--- AIM ---
Can you pull out every row below that contains the string "Question", matching case exactly?

--- EXERCISE DATA ---
————————

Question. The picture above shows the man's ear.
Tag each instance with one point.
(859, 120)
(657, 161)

————————

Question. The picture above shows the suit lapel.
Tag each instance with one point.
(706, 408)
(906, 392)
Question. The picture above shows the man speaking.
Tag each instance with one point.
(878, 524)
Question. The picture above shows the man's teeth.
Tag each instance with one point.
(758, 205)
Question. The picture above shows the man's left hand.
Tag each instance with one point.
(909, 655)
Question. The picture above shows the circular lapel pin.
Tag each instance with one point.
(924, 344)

————————

--- COMPLETED EXERCISE ---
Question. The picture above shows the man's ear.
Question. The picture above shows the suit lapel.
Question. The picture above shows the man speaking.
Question. The picture above shows the man's teeth.
Question. The picture above shows the man's left hand.
Question. The picture above shows the circular lapel pin.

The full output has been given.